Исходный текст:
────
Сколько там было серьезных людей. Это очень важно, потому что ты чувствуешь, перед кем выступаешь.
Феллини, Антониони, Пазолини
Волков: Поговорим теперь о святой троице итальянского кинематографа, трех великих режиссерах: Феллини, Антониони и Пазолини. Вы знали всех троих. Как бы вы их сравнили между собой, чем они друг от друга отличались? И каковы были ваши встречи с ними?
────
Предоставленные записи:
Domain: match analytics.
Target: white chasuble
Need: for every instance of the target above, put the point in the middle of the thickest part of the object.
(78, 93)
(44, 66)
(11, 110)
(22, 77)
────
Задание 1:
Ответьте по тексту:
(a) Почему, согласно первым строкам, важно, сколько было серьезных людей?
(b) Как Волков называет трех режиссеров?
(c) Кого из режиссеров, по словам Волкова, знал его собеседник?
Задание 2:
Перепишите из текста фрагмент, который начинается со слов «Сколько там было» и заканчивается словами «встречи с ними?».

Ответ 1:
(a) Потому что чувствуешь, перед кем выступаешь.
(b) Святой троицей итальянского кинематографа.
(c) Всех троих: Феллини, Антониони и Пазолини.

Ответ 2:
Сколько там было серьезных людей. Это очень важно, потому что ты чувствуешь, перед кем выступаешь.
Феллини, Антониони, Пазолини
Волков: Поговорим теперь о святой троице итальянского кинематографа, трех великих режиссерах: Феллини, Антониони и Пазолини. Вы знали всех троих. Как бы вы их сравнили между собой, чем они друг от друга отличались? И каковы были ваши встречи с ними?